[Excerpts of bounding box data]
§

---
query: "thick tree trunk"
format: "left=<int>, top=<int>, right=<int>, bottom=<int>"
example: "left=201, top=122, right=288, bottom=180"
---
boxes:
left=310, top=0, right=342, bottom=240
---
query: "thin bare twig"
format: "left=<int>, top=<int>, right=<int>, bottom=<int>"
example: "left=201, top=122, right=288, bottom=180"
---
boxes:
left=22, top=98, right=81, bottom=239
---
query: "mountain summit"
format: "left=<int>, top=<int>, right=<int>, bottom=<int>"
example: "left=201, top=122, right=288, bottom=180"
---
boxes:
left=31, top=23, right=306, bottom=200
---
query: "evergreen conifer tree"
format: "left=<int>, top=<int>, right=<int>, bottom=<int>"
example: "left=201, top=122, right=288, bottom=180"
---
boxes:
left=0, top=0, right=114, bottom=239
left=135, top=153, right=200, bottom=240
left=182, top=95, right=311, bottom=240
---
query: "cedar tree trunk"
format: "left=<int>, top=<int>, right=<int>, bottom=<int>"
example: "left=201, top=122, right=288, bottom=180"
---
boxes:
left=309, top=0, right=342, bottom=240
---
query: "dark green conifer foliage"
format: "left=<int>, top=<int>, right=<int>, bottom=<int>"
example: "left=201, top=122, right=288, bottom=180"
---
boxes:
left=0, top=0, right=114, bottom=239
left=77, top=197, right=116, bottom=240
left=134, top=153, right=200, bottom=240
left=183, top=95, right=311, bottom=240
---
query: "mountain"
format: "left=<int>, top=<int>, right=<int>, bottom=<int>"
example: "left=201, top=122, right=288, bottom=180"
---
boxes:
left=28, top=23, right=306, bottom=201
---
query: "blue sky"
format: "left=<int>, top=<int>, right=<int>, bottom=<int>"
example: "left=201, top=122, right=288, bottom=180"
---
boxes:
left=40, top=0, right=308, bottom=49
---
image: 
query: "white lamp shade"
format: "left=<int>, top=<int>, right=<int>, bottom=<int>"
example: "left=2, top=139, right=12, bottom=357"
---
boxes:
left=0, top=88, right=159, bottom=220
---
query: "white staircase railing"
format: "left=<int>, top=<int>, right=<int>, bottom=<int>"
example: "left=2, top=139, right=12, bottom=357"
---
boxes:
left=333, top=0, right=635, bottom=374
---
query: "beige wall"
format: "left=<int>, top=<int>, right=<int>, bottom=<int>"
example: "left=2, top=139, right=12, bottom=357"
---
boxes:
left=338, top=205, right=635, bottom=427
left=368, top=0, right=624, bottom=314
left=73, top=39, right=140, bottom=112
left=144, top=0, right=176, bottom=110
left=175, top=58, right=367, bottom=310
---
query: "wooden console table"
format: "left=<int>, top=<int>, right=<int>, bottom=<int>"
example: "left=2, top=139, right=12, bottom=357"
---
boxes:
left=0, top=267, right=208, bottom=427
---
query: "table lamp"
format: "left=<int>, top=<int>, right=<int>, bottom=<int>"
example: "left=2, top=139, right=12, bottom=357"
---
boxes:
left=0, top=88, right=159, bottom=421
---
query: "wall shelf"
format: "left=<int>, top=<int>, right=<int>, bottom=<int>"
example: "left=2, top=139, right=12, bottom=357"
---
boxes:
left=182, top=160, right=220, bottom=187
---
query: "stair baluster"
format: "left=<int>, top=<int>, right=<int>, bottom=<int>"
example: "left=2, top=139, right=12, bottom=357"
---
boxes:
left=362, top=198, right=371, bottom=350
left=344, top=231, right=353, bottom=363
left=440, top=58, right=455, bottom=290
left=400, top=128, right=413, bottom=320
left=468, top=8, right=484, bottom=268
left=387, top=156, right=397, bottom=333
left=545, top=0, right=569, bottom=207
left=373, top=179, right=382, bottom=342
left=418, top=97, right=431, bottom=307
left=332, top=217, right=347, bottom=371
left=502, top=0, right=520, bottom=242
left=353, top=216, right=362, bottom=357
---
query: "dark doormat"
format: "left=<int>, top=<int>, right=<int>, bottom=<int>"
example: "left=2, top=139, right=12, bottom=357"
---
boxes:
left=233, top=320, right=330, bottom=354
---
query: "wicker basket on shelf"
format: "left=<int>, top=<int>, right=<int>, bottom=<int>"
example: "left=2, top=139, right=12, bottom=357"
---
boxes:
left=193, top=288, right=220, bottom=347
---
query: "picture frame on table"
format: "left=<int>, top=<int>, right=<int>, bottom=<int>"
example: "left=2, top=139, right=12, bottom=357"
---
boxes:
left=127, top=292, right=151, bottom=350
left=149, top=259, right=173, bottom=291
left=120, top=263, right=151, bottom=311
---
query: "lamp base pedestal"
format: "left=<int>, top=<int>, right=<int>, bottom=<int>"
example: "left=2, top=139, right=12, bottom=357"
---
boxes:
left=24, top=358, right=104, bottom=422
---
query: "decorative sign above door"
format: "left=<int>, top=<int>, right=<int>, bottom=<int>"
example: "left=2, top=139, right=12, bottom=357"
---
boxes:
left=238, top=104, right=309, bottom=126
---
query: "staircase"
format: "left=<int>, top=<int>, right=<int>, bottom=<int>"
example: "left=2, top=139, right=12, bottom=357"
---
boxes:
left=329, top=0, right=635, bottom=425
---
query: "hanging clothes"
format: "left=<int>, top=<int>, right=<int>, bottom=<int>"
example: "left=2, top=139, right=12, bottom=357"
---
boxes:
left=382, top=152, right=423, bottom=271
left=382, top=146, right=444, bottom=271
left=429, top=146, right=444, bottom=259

§

▶ [The problem]
Rewrite every line of the material, starting at the beginning and ending at the line that contains "left=40, top=0, right=308, bottom=49", both included. Leave everything unchanged except the bounding-box coordinates, which you multiply by 0.2 and round to whole numbers, with halves rounded up.

▶ [Answer for this exercise]
---
query: "thick tree trunk"
format: "left=<int>, top=<int>, right=<int>, bottom=<int>"
example: "left=201, top=122, right=288, bottom=180"
---
boxes:
left=62, top=0, right=68, bottom=48
---
query: "thin bare twig"
format: "left=<int>, top=<int>, right=<int>, bottom=<int>"
example: "left=201, top=122, right=288, bottom=180"
---
boxes:
left=4, top=20, right=16, bottom=48
---
query: "mountain summit"
format: "left=<int>, top=<int>, right=<int>, bottom=<int>"
example: "left=201, top=122, right=288, bottom=180"
---
boxes:
left=6, top=5, right=61, bottom=40
---
query: "evergreen conifer tree"
format: "left=<int>, top=<int>, right=<int>, bottom=<int>"
example: "left=201, top=122, right=288, bottom=180"
---
boxes:
left=0, top=0, right=23, bottom=48
left=27, top=31, right=40, bottom=48
left=36, top=19, right=62, bottom=48
---
query: "cedar tree trunk"
format: "left=<int>, top=<int>, right=<int>, bottom=<int>"
example: "left=201, top=122, right=288, bottom=180"
---
boxes:
left=62, top=0, right=68, bottom=48
---
query: "dark green conifer foliage"
format: "left=<int>, top=<int>, right=<int>, bottom=<int>"
example: "left=201, top=122, right=288, bottom=180"
---
boxes:
left=0, top=0, right=23, bottom=48
left=15, top=39, right=23, bottom=48
left=27, top=31, right=40, bottom=48
left=37, top=19, right=62, bottom=48
---
query: "mountain"
format: "left=<int>, top=<int>, right=<int>, bottom=<int>"
example: "left=201, top=122, right=288, bottom=180"
---
boxes:
left=6, top=5, right=61, bottom=40
---
query: "blue sky"
format: "left=<int>, top=<int>, right=<int>, bottom=<int>"
example: "left=201, top=122, right=288, bottom=180"
---
boxes:
left=8, top=0, right=62, bottom=10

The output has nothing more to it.